Trecho citado –
============

Portugal -   | Público
Ricardo Grilo, associado senior do Dpto. Laboral; equipa de Sports & Entertainment da Garrigues

Na opção pela resolução contratual, o praticante desportivo deve pois ter presente o ónus probatório que sobre si recairá ao nível dos factos constitutivos da justa causa. 

Logo após os incidentes na academia de Alcochete, ouviram-se vozes de uma possível resolução contratual promovida pelos jogadores e equipa técnica de futebol profissional do Sporting Clube de Portugal, com fundamento na alegada violação de deveres de segurança. Sabemos já que alguns jogadores tomaram tal opção.

Numa reflexão mais geral e abstrata, importa, desde logo, recordar que o contrato de trabalho desportivo é um regime especial face ao regime do contrato individual de trabalho. Esta especialidade implica prudência na combinação de ambos, já que os princípios e objetivos que num se visam assegurar podem ser diametralmente opostos aos do outro.

============

Entradas listadas –
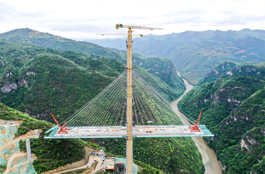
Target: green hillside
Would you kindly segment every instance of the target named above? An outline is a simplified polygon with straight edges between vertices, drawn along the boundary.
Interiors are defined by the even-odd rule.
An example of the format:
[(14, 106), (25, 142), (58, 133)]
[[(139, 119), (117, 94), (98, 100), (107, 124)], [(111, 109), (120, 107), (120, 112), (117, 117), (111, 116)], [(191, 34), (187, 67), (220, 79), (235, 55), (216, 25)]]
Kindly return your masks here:
[[(0, 49), (0, 101), (41, 119), (51, 112), (63, 121), (124, 70), (118, 60), (73, 51), (1, 41)], [(160, 79), (135, 69), (167, 98), (177, 97)]]
[(206, 140), (225, 173), (265, 173), (264, 62), (225, 62), (201, 81), (180, 108), (190, 115), (203, 109), (200, 123), (215, 135)]
[[(242, 63), (265, 61), (265, 31), (186, 31), (164, 35), (149, 35), (133, 39), (134, 52), (148, 57), (169, 58), (181, 75), (196, 84), (225, 60)], [(121, 49), (121, 39), (88, 41)], [(112, 43), (115, 43), (112, 44)]]
[[(38, 119), (47, 119), (52, 123), (54, 122), (49, 115), (49, 113), (54, 114), (59, 122), (63, 121), (95, 96), (124, 70), (122, 63), (118, 60), (74, 51), (62, 51), (26, 43), (18, 44), (2, 41), (0, 41), (0, 101)], [(161, 79), (149, 73), (148, 70), (137, 65), (134, 69), (168, 99), (172, 96), (177, 97), (171, 87)], [(29, 127), (36, 125), (23, 124)], [(45, 130), (50, 126), (42, 128)], [(26, 131), (22, 129), (20, 132), (25, 133)], [(187, 173), (203, 172), (204, 167), (200, 156), (190, 138), (150, 138), (144, 141), (143, 139), (136, 140), (134, 143), (134, 159), (144, 163), (145, 168), (147, 169), (143, 171), (146, 171), (145, 173), (154, 173), (157, 170), (154, 167), (158, 168), (160, 163), (159, 169), (166, 173), (177, 173), (182, 169)], [(54, 151), (48, 149), (63, 144), (66, 151), (79, 145), (80, 140), (72, 141), (60, 140), (58, 143), (54, 140), (36, 142), (33, 140), (32, 147), (36, 150), (32, 152), (39, 154), (42, 158), (34, 162), (36, 170), (45, 171), (68, 162), (62, 160), (55, 161), (55, 164), (47, 164), (49, 160), (59, 159), (56, 158), (65, 155), (58, 152), (59, 150)], [(116, 155), (122, 155), (123, 149), (121, 149), (122, 139), (118, 142), (115, 139), (108, 141), (106, 141), (106, 143), (112, 144), (112, 148), (107, 150)], [(44, 144), (48, 146), (47, 151), (50, 151), (50, 153), (43, 154), (45, 152), (40, 151), (43, 141), (46, 141)], [(76, 149), (81, 148), (85, 144), (82, 144)], [(22, 143), (21, 145), (22, 148), (24, 148), (24, 144)], [(153, 149), (155, 148), (160, 151), (158, 155), (154, 153)], [(62, 153), (64, 152), (62, 151)], [(75, 151), (72, 150), (71, 153)], [(163, 160), (153, 160), (152, 157), (157, 155), (162, 157)], [(69, 162), (78, 159), (74, 157), (70, 158)]]
[[(107, 58), (118, 59), (123, 64), (126, 63), (125, 51), (104, 48), (87, 42), (77, 41), (28, 28), (16, 29), (0, 34), (0, 40), (17, 43), (31, 43), (63, 51), (74, 50), (89, 55), (100, 55)], [(123, 42), (125, 47), (124, 43)], [(69, 56), (67, 56), (68, 54), (67, 52), (64, 54), (68, 56), (67, 58)], [(133, 54), (132, 59), (134, 63), (149, 70), (148, 71), (149, 73), (161, 78), (175, 91), (176, 94), (170, 97), (171, 100), (177, 99), (184, 92), (185, 88), (184, 82), (177, 75), (171, 61), (159, 59), (147, 58)], [(79, 60), (76, 60), (76, 61), (74, 61), (76, 63)]]
[[(24, 134), (30, 130), (42, 129), (42, 133), (40, 138), (30, 140), (31, 152), (37, 157), (33, 164), (38, 173), (53, 170), (61, 166), (80, 161), (84, 157), (83, 151), (85, 146), (94, 149), (102, 149), (98, 145), (80, 139), (44, 139), (46, 131), (54, 126), (45, 121), (40, 121), (27, 114), (12, 109), (0, 103), (0, 119), (12, 120), (23, 120), (16, 134), (17, 136)], [(21, 150), (26, 152), (25, 141), (19, 142)], [(105, 150), (105, 149), (104, 149)], [(106, 151), (105, 150), (105, 151)], [(109, 152), (106, 152), (107, 154)], [(112, 155), (111, 154), (111, 155)], [(163, 174), (162, 171), (139, 161), (135, 163), (143, 169), (140, 174), (157, 173)], [(4, 167), (4, 168), (2, 168)], [(0, 166), (0, 171), (4, 170), (6, 166)]]

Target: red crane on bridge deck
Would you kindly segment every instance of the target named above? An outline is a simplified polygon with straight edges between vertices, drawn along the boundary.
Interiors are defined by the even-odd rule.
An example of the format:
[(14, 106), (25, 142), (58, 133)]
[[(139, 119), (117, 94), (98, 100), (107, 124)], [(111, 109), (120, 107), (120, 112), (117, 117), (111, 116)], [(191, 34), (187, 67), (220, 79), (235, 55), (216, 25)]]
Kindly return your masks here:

============

O que fazer –
1. Responda com base no trecho citado:
(a) Onde ocorreram os incidentes mencionados?
(b) Qual é o fundamento apontado para a possível resolução contratual?
(c) Em que departamento Ricardo Grilo é associado sénior?
2. No trecho citado, troque "praticante desportivo" por "atleta profissional" e reescreva a parte que vai de "Portugal -   | Público" a "da justa causa.".
3. Liste todas as organizações que o trecho citado menciona pelo nome.

Resultados do exercício –
1.
(a) Na academia de Alcochete.
(b) A alegada violação de deveres de segurança.
(c) No Dpto. Laboral.

2.
Portugal -   | Público
Ricardo Grilo, associado senior do Dpto. Laboral; equipa de Sports & Entertainment da Garrigues

Na opção pela resolução contratual, o atleta profissional deve pois ter presente o ónus probatório que sobre si recairá ao nível dos factos constitutivos da justa causa.

3. Público; Garrigues; Sporting Clube de Portugal